— Activity —
Only the text of the records, copied exactly, is wanted; no pictures.

-- Opening Marker --

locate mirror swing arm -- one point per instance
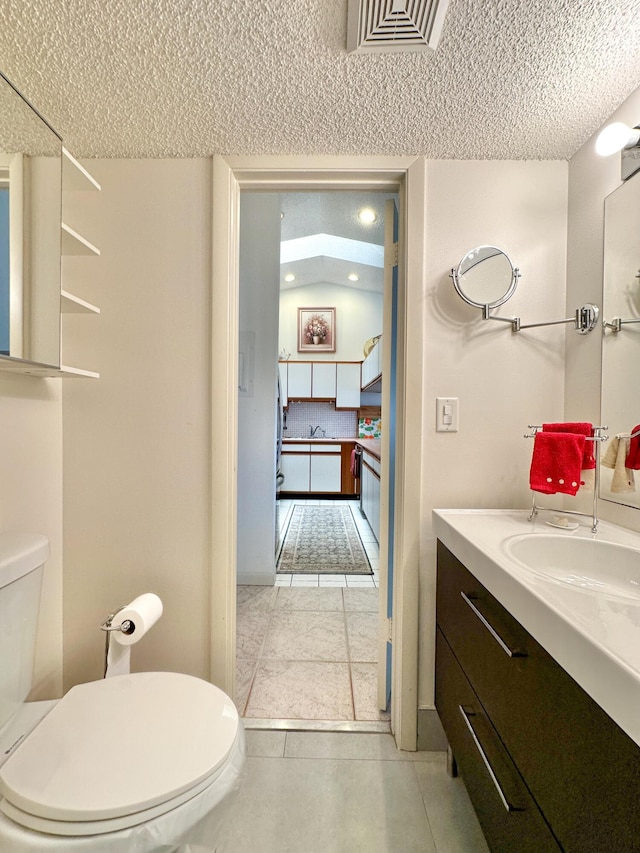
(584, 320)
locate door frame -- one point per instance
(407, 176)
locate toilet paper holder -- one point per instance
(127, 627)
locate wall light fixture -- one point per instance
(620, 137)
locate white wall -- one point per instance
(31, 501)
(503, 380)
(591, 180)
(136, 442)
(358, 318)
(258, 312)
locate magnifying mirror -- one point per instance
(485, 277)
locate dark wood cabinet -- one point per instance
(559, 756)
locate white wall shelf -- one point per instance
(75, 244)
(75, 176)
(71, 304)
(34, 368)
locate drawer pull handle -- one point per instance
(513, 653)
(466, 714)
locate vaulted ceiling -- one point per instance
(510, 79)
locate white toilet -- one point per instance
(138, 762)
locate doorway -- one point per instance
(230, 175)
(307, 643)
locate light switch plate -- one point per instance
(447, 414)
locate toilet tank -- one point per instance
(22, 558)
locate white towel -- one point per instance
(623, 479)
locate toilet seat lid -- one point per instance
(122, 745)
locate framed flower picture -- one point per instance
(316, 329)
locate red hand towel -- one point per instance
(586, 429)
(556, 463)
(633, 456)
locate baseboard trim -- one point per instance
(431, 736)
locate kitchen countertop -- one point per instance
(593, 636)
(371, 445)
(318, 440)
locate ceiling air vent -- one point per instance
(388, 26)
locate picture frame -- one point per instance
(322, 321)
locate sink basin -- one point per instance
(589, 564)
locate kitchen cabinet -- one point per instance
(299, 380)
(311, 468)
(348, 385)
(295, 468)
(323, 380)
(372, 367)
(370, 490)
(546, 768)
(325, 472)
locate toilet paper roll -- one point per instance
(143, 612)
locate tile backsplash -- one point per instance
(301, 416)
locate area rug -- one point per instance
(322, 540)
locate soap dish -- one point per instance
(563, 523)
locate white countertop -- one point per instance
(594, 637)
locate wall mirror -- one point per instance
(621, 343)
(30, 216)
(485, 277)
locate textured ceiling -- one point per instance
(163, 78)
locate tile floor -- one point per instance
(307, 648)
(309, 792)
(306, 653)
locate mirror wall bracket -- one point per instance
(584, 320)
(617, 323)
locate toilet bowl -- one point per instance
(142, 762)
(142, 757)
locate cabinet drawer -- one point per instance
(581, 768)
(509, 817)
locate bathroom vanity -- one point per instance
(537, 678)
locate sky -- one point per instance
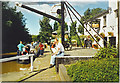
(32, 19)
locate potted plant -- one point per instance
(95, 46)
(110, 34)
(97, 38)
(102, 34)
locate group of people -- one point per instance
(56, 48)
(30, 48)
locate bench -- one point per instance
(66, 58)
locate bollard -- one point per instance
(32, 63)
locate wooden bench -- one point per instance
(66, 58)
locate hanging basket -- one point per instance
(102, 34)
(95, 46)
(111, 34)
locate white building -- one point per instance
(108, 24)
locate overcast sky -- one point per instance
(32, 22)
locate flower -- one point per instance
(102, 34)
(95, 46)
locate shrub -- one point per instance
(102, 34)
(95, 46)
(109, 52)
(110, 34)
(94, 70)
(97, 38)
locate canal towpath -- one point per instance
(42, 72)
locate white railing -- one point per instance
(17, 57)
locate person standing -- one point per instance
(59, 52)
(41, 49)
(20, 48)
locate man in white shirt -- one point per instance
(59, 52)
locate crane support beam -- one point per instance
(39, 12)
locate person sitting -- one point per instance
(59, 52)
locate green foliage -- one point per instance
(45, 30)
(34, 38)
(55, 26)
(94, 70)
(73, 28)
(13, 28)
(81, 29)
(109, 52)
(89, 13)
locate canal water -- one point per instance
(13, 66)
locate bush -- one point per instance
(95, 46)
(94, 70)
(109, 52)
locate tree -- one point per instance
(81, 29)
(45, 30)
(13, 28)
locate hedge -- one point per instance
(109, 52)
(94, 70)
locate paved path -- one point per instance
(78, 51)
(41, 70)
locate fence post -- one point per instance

-- Closing Marker --

— Response —
locate mirror swing arm -- one point per instance
(584, 320)
locate door frame -- one point per instance
(407, 176)
locate toilet paper holder -- one point per instance
(127, 627)
locate wall light fixture -- one point per instance
(620, 137)
locate white wall -- one point per instance
(31, 501)
(503, 380)
(591, 180)
(136, 442)
(358, 318)
(258, 312)
locate magnifying mirror -- one point per instance
(485, 277)
locate dark wood cabinet -- one point per instance
(559, 756)
locate white wall shelf -- one point per instance
(75, 244)
(75, 176)
(71, 304)
(34, 368)
locate drawer pull handle -- one point per instance
(513, 653)
(466, 714)
locate vaulted ceiling -- one point per instance
(510, 79)
locate white toilet -- one point per instance
(138, 762)
locate doorway -- one point per instance
(230, 175)
(307, 643)
locate light switch plate -- one point per instance
(447, 414)
locate toilet tank -- one point per instance
(22, 558)
locate white towel -- one point per instance
(623, 479)
locate toilet seat lid -- one point per instance
(122, 745)
locate framed flower picture -- one point per instance
(316, 329)
locate red hand towel -- one point per instance
(586, 429)
(556, 463)
(633, 456)
locate baseboard trim -- one point per instance
(431, 736)
locate kitchen countertop -- one point per instance
(593, 636)
(371, 445)
(318, 440)
locate ceiling air vent -- one point per instance
(388, 26)
locate picture frame -- one point per instance
(322, 321)
locate sink basin -- one point per instance
(589, 564)
locate kitchen cabinet -- one point per instance
(299, 380)
(311, 468)
(348, 385)
(295, 468)
(323, 380)
(372, 367)
(370, 490)
(546, 768)
(325, 472)
locate toilet paper roll -- one point per instance
(143, 612)
locate tile backsplash -- one point per instance
(301, 416)
locate area rug -- one point per instance
(322, 540)
locate soap dish -- one point per instance
(563, 523)
locate white countertop -- one point per instance
(594, 637)
locate wall mirror -- one point per instance
(621, 343)
(30, 216)
(485, 277)
locate textured ceiling -- one point per instance
(163, 78)
locate tile floor -- one point per instance
(307, 648)
(309, 792)
(306, 653)
locate mirror wall bracket -- one point per instance
(584, 320)
(617, 323)
locate toilet bowl -- one point per instance
(142, 762)
(142, 757)
locate cabinet drawer -- one point per instance
(581, 768)
(509, 817)
locate bathroom vanity -- one point per instance
(537, 678)
locate sky -- one point per instance
(32, 19)
locate potted plant -- one point per instance
(95, 46)
(110, 34)
(97, 38)
(102, 34)
locate group of people -- one point per instance
(56, 48)
(30, 48)
locate bench -- one point per instance
(66, 58)
locate bollard -- one point per instance
(32, 63)
locate wooden bench -- one point per instance
(66, 58)
locate hanging basket -- one point per instance
(102, 34)
(95, 46)
(111, 34)
locate white building -- one point per instance
(108, 24)
locate overcast sky -- one point per instance
(32, 22)
locate flower -- one point per instance
(102, 34)
(95, 46)
locate shrub -- one point per instance
(102, 34)
(95, 46)
(109, 52)
(110, 34)
(94, 70)
(97, 38)
locate canal towpath -- one point per instance
(42, 72)
locate white railing -- one point per instance
(17, 57)
locate person standing -- one point per instance
(59, 52)
(41, 49)
(20, 48)
locate man in white shirt -- one point per instance
(59, 52)
locate crane support beam -- one point per instance
(39, 12)
locate person sitting -- one point per instance
(59, 52)
locate green foliage -- one point per instance
(45, 30)
(34, 38)
(55, 26)
(94, 70)
(73, 28)
(13, 28)
(81, 29)
(109, 52)
(89, 13)
locate canal water -- one point per instance
(13, 66)
locate bush -- one point per instance
(95, 46)
(94, 70)
(109, 52)
locate tree -- one point per instance
(81, 29)
(45, 30)
(13, 28)
locate hedge -- one point per instance
(109, 52)
(94, 70)
locate paved path -- one point per instance
(78, 51)
(41, 70)
locate fence post -- one point per instance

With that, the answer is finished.